Rewrite only the entries from the line containing "In this picture, where can the hand" through the end of the entries, changing "scarf" to "shawl" and leaving everything else as it is.

☆ ☆ ☆ ☆ ☆ ☆ ☆

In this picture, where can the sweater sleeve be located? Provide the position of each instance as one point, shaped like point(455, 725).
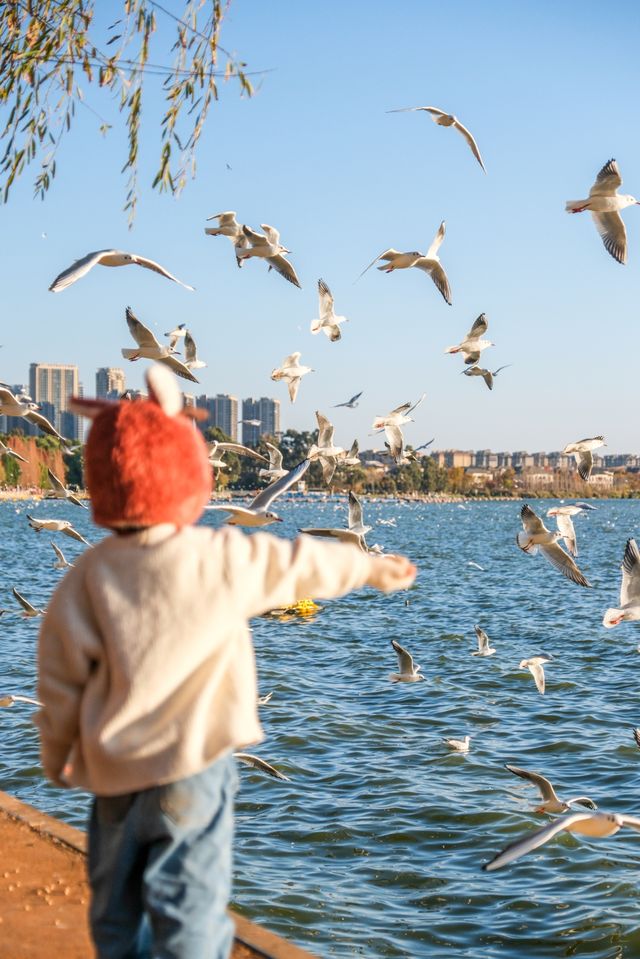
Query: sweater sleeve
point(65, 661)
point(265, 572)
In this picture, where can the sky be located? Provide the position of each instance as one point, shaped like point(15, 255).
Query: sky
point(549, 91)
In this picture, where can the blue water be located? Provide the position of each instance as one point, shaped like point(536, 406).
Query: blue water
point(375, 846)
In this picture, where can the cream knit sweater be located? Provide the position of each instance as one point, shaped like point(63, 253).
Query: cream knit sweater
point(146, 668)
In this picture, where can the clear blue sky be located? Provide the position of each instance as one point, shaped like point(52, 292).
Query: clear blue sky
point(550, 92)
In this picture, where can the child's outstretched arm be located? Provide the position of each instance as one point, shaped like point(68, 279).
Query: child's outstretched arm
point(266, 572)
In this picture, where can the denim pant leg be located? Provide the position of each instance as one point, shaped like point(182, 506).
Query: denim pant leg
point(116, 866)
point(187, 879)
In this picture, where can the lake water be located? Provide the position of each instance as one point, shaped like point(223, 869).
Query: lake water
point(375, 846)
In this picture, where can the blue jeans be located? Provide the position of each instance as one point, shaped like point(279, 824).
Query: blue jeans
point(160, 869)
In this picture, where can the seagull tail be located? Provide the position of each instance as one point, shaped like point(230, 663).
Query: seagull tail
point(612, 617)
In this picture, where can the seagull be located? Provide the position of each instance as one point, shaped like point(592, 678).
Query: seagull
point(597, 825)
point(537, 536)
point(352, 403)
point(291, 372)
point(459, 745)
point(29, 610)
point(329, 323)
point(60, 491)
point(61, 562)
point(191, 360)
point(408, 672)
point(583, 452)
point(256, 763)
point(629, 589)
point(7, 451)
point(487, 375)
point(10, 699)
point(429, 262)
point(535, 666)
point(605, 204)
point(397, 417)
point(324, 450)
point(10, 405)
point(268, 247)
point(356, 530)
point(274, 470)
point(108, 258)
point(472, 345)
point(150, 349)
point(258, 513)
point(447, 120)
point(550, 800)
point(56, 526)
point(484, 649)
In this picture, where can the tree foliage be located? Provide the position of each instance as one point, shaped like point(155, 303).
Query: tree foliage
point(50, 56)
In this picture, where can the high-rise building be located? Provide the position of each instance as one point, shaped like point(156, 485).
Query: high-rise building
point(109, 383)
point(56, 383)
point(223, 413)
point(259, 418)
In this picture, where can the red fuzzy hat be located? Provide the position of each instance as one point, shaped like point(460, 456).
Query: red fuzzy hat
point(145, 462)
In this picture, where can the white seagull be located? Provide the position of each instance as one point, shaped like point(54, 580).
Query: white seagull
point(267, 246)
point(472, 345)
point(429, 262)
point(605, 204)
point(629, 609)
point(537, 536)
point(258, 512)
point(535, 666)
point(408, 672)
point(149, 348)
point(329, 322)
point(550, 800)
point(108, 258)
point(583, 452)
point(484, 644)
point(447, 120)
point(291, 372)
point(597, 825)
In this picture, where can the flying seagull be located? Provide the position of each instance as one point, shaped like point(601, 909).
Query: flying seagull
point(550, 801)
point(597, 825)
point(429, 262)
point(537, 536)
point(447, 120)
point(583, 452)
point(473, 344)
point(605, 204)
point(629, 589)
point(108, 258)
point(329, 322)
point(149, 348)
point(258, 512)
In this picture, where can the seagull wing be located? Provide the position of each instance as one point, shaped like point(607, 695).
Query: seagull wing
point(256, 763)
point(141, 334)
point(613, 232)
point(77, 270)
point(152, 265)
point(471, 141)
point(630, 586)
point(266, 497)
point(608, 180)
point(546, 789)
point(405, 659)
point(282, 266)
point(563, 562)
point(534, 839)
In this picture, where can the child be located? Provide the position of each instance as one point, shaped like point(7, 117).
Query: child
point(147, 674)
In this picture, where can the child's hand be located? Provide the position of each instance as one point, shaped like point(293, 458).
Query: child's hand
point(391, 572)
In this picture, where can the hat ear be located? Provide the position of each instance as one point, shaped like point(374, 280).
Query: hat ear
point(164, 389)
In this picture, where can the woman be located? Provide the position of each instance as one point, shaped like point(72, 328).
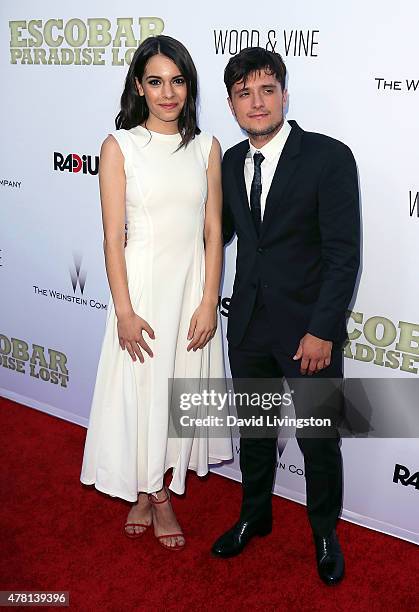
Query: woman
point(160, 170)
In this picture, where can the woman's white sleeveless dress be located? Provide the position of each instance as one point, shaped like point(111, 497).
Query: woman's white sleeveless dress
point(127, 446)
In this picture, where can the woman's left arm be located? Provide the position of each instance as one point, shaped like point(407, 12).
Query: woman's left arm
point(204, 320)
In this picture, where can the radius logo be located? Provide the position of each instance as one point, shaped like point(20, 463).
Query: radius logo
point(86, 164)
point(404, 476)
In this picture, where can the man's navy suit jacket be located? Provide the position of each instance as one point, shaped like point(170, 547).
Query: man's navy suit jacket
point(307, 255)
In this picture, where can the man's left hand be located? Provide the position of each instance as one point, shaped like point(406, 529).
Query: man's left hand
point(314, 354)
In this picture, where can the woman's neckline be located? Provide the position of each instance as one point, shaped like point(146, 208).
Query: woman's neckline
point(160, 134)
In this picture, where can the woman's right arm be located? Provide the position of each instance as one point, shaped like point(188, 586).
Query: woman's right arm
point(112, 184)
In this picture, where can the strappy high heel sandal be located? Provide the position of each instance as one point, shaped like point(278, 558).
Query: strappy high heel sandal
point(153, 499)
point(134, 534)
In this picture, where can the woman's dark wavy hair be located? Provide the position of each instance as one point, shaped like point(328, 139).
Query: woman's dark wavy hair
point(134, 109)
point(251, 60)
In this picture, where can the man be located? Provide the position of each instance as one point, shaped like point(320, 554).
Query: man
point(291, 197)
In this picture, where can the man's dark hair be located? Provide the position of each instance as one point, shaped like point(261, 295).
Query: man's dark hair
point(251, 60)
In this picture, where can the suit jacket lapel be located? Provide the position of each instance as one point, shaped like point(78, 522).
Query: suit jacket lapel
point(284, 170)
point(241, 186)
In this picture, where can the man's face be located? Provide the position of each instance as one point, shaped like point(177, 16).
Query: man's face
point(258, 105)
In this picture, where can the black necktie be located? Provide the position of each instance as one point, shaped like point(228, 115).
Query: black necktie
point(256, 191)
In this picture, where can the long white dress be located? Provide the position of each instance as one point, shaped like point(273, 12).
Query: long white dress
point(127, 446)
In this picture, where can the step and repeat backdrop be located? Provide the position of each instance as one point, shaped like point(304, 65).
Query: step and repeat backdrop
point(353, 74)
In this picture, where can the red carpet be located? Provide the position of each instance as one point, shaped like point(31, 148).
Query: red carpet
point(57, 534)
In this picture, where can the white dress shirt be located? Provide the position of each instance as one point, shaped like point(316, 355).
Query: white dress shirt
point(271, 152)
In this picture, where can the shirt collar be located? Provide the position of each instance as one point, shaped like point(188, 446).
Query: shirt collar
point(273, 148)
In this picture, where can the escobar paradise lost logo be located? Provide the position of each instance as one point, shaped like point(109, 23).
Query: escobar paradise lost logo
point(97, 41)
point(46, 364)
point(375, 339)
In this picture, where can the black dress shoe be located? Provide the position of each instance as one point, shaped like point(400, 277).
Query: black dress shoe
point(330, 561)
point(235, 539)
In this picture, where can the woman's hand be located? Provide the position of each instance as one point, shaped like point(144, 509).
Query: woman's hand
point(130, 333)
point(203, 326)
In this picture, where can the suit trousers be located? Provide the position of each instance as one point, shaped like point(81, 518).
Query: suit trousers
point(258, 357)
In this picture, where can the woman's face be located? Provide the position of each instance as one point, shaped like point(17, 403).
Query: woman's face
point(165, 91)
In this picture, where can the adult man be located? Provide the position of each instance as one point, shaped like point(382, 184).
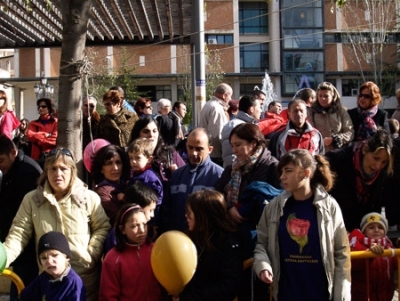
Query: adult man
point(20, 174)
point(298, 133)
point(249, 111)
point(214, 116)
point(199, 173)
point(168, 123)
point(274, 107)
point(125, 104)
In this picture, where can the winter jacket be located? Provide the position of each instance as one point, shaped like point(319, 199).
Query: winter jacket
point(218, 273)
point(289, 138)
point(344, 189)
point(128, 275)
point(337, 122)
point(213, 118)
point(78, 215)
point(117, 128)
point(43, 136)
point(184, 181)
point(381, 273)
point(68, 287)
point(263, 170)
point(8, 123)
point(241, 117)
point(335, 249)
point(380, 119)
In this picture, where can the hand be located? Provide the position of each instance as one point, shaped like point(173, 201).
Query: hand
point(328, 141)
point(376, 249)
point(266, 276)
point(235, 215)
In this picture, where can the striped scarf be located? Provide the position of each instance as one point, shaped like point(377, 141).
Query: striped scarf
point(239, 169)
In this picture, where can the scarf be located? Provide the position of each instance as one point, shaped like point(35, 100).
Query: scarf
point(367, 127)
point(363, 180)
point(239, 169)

☆ ☆ ☆ ☆ ☆ ☆ ☆

> [EXPECTED ANSWER]:
In this picture, where can the hand be located? Provide the position of each instance as one point, shaped like point(173, 201).
Query: hand
point(328, 141)
point(376, 249)
point(266, 276)
point(235, 215)
In this picture, where can the striped shawl be located? Provide the position of each instance as one point, shaped like point(377, 141).
Query: striped shawl
point(239, 169)
In this picture, where can the shawl be located? Provide the position of each instance as one point, shaped like point(35, 100).
Query: shawl
point(367, 127)
point(363, 180)
point(239, 169)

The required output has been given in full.